Brakes provided for stopping and holding a manlift shall be inherently self-engaging, by requiring power or force from an external source to cause disengagement. The brake shall be electrically released, and shall be applied to the motor shaft for direct-connected units or to the input shaft for belt-driven units. The brake shall be capable of stopping and holding the manlift when the descending-side is loaded with two hundred fifty pounds on each step.
The belt shall be of hard-woven canvas, rubber-coated canvas, leather, or other material meeting the strength requirements of paragraph (D)(1)(b)(iii) of this rule and having a coefficient of friction such that when used in conjunction with an adequate tension device it will meet the brake test specified in paragraph (D)(1)(a) of this rule.
The width of the belt shall be no less than twelve inches for a travel not exceeding one hundred feet, no less than fourteen inches for a travel greater than one hundred feet but not exceeding one hundred fifty feet and sixteen inches for a travel exceeding one hundred fifty feet.
The strength of the belt shall be no less than one thousand five hundred pounds per inch of belt width for belts having a distance between pulley centers not in excess of one hundred feet, and one thousand eight hundred pounds per inch of belt width for belts having a distance between pulley centers of over one hundred feet but not in excess of two hundred feet; for over two hundred feet, two thousand four hundred fifty pounds per inch of belt width.
(iv) Belt fastenings.
Belts shall be fastened by a lapped splice or shall be butt-spliced with a strap on the side of the belt away from the pulley.
(a) For lapped splices, the overlap of the belt at the splice shall be no less than three feet where the travel of the manlift does not exceed one hundred feet and no less than four feet, if the travel exceeds one hundred feet. Where butt splices are used the straps shall extend no less than three feet on one side of the butt for a travel not in excess of one hundred feet and four feet for a travel in excess of one hundred feet.
(b) For twelve-inch belts, the joint shall be fastened with no less than twenty special elevator bolts, each of a minimum diameter of one-fourth inch. These bolts shall be arranged as to cover the area of the joint effectively.
(c) The minimum number of bolts for a belt width of fourteen inches shall be no less than twenty-three and for a belt width of sixteen inches, the number of bolts shall be no less than twenty-seven.
(v) Repairs prohibited.
A belt that has become torn while in use on a manlift shall not be spliced and put back in service.
(vi) Flush bolt heads.
All bolts used for splicing the belt or securing handholds or steps to the belt shall be installed and maintained so that the heads do not project beyond the inner surface of the belt.
Drive pulleys and idler (boot) pulleys shall have a diameter no less than given in the following table to this rule.
|BELT CONSTRUCTION||MINIMUM STRENGTH POUNDS PER INCH OF WIDTH||MINIMUM PULLEY DIAMETER INCHES|
(The above values are based on thirty-two-ounce duck; three hundred pounds per linear inch per ply.)
(d) Pulley protection.
The machine shall be designed and constructed as to catch and hold the driving pulley in event of shaft failure.

* _Data provided_:
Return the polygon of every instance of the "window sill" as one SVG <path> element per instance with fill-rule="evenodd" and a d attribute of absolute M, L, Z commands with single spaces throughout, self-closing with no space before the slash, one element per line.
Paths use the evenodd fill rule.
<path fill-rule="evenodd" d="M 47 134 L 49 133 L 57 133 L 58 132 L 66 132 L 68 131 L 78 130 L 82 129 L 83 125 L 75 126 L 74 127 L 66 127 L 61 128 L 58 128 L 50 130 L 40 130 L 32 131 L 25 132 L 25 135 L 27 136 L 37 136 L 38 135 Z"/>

* _Directives_:
a. Under the manlift regulation, what is the minimum number of bolts for fastening a sixteen-inch belt?
b. Write the next part of the manlift regulation, continuing from its final sentence.
The data is separate from the manlift regulation.

* _Written responses_:
a. No fewer than twenty-seven bolts.

b.
(e) Belt location.
Manlift belts shall be centered in the floor openings.
(f) Pulley lagging.
All head pulleys shall be lagged (i.e., covered with non-slip material securely fastened in place).
No manlift designed for a speed in excess of eighty feet per minute shall be installed.
(a) Minimum depth.
Steps shall be no less than twelve inches nor more than fourteen inches deep, measured from the belt to the edge of the step.
The width of the step shall be no less than the width of the belt to which it is attached.
(c) Distance between steps.
The distance between steps shall be equally spaced and not less than sixteen feet measured from the upper surface of one step to the upper surface of the next step above it.
(d) Angle of step.
The surface of the step shall make approximately a right angle with the up and down run of the belt, and shall travel in the approximate horizontal position with the up and down run of the belt.
The upper or working surfaces of the step shall be of a material having inherent nonslip characteristics (coefficient of friction no less than 0.5 ) or shall be covered completely by a nonslip tread securely fastened to it.
(f) Strength of step supports.
When subjected to a load of four hundred pounds applied at the approximate center of the step, step frames or supports and their guides shall be of adequate strength to:
(i) Prevent the disengagement of any step roller.
(ii) Prevent any appreciable misalignment.
(iii) Prevent any visible deformation of the step or its support.
(g) Prohibition of steps without handholds.
No step shall be provided unless there is a corresponding handhold above or below it meeting the requirements of paragraph (D)(4) of this rule. If a step is removed for repairs or permanently, the handholds immediately above and below it shall be removed before the lift is again placed in service.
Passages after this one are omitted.